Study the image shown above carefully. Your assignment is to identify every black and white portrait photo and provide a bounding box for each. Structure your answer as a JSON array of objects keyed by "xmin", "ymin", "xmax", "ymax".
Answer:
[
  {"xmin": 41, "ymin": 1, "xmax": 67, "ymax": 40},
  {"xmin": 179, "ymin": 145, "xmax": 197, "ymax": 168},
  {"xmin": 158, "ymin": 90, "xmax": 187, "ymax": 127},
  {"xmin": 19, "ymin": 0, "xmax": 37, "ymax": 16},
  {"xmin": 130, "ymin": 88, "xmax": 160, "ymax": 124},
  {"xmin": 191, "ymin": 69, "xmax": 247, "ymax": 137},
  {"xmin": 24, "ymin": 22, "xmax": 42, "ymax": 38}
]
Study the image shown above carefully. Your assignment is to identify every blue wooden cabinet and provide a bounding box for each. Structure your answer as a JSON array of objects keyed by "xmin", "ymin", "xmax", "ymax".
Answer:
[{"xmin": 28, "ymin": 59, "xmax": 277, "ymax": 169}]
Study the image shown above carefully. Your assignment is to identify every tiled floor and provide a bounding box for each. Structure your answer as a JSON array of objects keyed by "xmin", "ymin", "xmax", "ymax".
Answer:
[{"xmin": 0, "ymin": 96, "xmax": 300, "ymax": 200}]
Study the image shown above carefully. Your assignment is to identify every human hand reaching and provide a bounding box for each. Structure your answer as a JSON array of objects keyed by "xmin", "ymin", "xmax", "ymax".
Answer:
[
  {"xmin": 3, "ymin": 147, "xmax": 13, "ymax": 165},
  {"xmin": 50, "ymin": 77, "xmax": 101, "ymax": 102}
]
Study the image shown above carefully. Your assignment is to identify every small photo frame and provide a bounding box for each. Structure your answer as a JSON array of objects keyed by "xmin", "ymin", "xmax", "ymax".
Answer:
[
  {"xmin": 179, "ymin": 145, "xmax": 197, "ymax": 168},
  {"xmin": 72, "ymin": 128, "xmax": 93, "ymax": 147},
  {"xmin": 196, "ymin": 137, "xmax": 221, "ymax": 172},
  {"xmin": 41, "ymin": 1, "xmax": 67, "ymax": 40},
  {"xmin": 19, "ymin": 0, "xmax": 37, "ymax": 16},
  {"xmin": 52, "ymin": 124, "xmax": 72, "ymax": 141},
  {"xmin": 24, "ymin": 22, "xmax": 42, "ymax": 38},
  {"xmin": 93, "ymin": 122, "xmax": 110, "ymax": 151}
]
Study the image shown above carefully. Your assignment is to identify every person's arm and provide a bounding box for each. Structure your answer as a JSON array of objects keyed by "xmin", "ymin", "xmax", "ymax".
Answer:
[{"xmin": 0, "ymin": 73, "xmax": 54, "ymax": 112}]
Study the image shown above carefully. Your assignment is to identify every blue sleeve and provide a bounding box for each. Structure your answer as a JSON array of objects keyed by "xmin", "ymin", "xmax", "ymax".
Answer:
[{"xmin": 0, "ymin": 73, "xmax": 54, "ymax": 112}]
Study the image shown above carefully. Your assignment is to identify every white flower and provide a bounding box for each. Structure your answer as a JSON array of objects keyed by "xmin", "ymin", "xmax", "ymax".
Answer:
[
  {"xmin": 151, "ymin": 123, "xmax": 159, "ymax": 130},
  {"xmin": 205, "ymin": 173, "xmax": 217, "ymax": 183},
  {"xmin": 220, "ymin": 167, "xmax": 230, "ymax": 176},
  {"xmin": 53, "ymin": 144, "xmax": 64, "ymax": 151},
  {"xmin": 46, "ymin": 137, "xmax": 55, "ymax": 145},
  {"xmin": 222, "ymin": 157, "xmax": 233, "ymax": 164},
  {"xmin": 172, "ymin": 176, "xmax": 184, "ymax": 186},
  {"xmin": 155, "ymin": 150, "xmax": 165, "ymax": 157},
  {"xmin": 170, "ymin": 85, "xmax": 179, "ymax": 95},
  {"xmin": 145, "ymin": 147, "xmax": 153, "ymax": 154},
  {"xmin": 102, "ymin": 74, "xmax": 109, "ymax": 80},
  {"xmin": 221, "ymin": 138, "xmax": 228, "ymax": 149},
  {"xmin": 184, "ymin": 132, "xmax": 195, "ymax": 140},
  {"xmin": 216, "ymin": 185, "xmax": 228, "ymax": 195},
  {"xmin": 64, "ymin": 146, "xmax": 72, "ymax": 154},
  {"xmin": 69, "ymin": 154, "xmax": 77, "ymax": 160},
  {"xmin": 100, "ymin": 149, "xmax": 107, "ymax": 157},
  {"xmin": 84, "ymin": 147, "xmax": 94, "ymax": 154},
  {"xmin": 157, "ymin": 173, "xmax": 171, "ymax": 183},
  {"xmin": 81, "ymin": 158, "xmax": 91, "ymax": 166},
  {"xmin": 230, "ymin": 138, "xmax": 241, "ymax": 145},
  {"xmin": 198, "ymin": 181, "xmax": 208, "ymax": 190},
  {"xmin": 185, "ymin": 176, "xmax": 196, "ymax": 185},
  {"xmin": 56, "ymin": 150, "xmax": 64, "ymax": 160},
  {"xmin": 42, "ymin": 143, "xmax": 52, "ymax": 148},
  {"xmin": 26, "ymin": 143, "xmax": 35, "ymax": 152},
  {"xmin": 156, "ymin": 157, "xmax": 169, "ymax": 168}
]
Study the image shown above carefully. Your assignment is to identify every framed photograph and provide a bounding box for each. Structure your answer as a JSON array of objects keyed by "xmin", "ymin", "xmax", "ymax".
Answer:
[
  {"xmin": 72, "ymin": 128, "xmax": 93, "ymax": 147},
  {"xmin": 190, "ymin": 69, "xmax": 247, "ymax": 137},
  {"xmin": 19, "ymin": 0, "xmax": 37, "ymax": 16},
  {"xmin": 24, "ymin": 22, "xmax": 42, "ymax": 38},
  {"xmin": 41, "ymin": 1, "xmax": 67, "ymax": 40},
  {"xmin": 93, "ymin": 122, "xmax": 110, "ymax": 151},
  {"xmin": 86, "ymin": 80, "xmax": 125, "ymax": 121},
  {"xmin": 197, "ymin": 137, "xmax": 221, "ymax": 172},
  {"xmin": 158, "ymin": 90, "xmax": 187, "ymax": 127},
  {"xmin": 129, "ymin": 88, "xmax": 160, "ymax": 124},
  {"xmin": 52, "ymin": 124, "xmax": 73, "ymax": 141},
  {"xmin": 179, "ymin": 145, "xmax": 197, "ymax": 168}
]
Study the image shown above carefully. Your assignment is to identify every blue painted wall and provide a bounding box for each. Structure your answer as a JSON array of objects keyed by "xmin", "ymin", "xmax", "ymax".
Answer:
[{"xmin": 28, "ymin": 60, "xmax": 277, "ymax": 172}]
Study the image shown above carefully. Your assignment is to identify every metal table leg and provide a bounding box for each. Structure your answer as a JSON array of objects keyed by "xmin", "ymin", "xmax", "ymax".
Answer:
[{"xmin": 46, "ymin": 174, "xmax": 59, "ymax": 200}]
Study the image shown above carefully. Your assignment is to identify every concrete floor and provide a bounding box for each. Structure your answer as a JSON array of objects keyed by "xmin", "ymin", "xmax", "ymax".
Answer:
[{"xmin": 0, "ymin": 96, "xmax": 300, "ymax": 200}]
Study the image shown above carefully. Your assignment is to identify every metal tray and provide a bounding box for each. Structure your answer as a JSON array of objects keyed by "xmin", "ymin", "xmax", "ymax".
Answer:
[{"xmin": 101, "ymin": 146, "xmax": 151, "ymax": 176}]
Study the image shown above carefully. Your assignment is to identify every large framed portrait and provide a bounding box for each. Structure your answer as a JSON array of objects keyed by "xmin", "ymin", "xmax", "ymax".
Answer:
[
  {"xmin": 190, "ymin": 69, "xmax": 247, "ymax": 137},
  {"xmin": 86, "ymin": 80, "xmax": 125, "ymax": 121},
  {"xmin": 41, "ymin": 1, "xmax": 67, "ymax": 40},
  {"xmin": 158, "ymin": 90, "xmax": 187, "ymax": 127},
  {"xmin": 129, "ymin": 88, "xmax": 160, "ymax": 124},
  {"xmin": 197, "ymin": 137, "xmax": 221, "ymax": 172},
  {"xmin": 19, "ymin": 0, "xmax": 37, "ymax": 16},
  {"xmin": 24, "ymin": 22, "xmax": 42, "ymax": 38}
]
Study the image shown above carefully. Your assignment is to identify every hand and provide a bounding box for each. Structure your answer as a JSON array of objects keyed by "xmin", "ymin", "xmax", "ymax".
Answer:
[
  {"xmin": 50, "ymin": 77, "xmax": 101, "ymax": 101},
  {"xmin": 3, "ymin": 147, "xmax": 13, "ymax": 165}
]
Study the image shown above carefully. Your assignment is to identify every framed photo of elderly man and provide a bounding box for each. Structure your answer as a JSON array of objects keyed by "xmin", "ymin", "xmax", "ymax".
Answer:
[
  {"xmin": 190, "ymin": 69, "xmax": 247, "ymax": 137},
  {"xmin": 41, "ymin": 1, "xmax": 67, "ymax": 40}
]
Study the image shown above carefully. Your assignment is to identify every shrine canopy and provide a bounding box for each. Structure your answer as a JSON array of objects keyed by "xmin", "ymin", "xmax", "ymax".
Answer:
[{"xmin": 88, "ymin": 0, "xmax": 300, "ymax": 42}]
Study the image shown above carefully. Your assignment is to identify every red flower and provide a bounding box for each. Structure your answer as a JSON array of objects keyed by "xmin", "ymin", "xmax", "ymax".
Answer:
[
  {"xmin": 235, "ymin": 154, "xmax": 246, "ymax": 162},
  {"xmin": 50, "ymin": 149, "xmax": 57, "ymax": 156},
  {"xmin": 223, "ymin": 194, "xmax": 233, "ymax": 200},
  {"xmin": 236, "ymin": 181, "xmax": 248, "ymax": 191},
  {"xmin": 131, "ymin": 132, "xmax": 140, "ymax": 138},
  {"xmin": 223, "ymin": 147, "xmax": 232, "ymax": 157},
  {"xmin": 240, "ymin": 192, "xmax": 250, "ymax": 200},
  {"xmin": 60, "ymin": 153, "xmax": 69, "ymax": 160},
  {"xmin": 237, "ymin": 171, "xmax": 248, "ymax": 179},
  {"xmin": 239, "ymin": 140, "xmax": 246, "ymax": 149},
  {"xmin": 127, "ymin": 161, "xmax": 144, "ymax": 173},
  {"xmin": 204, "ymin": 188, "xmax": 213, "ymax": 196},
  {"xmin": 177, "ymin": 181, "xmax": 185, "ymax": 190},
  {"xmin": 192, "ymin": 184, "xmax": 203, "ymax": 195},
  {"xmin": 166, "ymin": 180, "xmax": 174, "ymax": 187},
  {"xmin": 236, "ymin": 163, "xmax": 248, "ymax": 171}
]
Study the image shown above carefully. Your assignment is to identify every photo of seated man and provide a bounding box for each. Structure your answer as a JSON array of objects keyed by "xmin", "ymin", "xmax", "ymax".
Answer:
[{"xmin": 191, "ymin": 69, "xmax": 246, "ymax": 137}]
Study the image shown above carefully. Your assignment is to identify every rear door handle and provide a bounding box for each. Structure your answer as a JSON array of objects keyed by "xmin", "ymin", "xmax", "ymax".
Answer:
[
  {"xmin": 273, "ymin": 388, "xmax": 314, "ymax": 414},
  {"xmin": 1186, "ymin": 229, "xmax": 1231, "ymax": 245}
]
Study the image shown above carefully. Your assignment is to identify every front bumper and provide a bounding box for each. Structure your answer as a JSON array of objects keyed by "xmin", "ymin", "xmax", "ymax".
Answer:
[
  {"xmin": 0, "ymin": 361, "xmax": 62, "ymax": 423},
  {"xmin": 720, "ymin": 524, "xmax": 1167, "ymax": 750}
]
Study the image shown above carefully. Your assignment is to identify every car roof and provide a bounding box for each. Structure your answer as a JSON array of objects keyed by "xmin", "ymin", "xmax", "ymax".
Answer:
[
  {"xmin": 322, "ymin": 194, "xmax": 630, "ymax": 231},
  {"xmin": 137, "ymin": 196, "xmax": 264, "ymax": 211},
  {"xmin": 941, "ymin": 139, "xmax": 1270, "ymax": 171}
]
*****
Copy everything from the line containing "identify every car" down to the end of the records, substituting "hood" for "roof" and leaving the rest unchanged.

Correct result —
Study the image shown above carefully. Your assignment is to identify every car hood and provide a bounding box for each. Structure your answer as a JSON array of objects keyed by "xmin", "ymin", "xmax", "ymax".
Answer:
[
  {"xmin": 322, "ymin": 194, "xmax": 630, "ymax": 231},
  {"xmin": 137, "ymin": 196, "xmax": 264, "ymax": 211},
  {"xmin": 941, "ymin": 139, "xmax": 1270, "ymax": 171}
]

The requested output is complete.